CHALLENGE:
Pick out every line in the records below that contains the word "building", matching case exactly.

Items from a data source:
** BEGIN **

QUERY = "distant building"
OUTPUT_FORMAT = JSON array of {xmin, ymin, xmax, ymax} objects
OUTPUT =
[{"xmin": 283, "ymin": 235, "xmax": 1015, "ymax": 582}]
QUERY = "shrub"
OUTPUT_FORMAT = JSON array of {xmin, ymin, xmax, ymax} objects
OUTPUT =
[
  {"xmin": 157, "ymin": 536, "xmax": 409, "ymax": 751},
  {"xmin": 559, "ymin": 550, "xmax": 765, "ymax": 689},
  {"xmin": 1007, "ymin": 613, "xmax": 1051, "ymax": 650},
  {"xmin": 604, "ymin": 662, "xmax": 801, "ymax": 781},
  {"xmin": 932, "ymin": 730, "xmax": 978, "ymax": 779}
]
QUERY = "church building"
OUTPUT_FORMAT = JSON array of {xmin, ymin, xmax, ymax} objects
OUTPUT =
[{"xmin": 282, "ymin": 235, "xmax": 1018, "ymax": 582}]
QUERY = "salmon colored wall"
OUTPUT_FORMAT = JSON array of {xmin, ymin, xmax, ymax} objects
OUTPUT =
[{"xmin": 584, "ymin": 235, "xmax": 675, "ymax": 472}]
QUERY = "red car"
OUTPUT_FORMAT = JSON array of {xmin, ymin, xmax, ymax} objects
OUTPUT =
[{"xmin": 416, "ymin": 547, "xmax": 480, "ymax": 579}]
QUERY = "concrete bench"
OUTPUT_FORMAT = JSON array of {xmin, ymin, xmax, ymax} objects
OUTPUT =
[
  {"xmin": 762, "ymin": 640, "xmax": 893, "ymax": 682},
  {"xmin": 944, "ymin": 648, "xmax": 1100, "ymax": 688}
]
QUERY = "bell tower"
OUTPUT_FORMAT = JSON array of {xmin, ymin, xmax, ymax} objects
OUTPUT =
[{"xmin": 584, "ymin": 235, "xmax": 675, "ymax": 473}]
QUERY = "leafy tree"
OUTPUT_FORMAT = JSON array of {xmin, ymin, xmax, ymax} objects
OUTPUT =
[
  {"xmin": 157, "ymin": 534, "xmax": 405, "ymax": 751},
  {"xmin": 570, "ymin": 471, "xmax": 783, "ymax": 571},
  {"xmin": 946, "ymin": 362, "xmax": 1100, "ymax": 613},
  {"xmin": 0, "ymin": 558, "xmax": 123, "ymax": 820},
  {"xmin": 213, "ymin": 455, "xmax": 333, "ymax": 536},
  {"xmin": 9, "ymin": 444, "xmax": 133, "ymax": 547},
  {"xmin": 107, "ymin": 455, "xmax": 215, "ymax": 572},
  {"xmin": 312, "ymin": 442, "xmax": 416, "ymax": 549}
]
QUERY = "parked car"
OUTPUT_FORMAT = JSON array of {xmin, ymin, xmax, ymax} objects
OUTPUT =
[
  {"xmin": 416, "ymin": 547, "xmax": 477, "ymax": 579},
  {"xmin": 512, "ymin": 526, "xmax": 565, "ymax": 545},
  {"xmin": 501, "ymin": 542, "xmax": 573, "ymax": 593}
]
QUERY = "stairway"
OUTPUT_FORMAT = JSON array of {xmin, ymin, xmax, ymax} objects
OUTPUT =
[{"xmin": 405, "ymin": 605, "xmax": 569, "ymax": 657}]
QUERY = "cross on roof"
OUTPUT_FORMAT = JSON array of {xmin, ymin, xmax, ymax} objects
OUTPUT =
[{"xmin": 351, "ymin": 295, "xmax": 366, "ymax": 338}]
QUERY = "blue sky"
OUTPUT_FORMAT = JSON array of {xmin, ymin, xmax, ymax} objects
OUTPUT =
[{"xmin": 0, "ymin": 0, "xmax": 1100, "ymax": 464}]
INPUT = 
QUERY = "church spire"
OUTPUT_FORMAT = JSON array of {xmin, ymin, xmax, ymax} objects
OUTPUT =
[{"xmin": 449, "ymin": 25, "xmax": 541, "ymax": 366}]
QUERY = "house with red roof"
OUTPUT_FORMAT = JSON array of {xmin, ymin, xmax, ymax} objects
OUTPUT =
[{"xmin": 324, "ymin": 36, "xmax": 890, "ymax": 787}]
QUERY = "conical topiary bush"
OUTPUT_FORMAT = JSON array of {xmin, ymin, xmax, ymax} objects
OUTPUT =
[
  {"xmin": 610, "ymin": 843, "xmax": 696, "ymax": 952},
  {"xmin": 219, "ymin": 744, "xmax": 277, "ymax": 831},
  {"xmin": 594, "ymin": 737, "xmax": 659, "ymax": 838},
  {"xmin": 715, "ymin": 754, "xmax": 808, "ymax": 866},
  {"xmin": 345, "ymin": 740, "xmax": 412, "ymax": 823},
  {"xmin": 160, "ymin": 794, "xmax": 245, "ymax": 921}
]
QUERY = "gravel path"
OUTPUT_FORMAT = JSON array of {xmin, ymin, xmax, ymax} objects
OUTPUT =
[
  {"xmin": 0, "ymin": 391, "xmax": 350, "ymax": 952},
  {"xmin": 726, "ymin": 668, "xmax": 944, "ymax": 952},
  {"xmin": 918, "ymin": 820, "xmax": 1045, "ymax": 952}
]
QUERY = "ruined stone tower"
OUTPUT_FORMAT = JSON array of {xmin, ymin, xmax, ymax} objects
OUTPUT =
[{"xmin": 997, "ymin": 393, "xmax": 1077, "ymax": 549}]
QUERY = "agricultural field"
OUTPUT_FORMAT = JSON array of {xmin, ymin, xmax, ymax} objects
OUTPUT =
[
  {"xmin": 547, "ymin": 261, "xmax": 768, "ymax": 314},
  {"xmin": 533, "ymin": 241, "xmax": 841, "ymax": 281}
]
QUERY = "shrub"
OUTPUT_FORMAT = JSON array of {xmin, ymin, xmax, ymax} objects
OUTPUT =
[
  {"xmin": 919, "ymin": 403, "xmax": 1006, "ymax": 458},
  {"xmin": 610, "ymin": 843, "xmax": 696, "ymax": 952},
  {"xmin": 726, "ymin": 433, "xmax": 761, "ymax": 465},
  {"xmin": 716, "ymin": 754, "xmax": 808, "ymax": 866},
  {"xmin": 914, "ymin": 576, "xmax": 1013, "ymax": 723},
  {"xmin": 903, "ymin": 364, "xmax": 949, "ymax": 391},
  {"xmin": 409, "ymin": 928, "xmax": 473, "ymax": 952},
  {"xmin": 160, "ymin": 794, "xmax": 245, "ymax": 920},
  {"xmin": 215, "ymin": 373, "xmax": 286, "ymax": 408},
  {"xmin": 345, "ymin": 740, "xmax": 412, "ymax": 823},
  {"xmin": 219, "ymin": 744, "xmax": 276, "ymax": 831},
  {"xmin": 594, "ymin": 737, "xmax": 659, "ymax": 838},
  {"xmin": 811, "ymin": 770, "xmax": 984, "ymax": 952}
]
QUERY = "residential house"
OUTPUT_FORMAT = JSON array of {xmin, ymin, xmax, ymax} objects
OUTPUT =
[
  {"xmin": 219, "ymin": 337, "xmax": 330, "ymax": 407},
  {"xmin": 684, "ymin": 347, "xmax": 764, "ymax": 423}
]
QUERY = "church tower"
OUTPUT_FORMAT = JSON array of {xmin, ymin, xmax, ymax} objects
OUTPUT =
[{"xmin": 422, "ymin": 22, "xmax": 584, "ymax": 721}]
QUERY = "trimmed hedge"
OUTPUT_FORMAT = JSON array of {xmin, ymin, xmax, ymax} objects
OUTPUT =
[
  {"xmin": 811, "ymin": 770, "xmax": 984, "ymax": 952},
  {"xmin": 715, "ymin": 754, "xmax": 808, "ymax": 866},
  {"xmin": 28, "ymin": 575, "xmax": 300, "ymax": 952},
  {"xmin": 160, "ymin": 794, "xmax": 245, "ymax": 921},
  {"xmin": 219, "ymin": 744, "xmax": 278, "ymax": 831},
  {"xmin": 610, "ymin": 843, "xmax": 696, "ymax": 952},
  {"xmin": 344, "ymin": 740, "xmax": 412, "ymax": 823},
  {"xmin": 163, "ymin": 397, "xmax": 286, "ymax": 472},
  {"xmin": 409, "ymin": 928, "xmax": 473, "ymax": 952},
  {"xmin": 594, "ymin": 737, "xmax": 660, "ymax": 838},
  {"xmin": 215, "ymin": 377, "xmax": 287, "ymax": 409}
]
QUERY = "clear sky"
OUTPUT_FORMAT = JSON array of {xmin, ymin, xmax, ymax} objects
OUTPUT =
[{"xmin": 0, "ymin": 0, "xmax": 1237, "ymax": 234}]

** END **

WRITTEN ANSWER:
QUERY = "distant building"
QUERY = "church building"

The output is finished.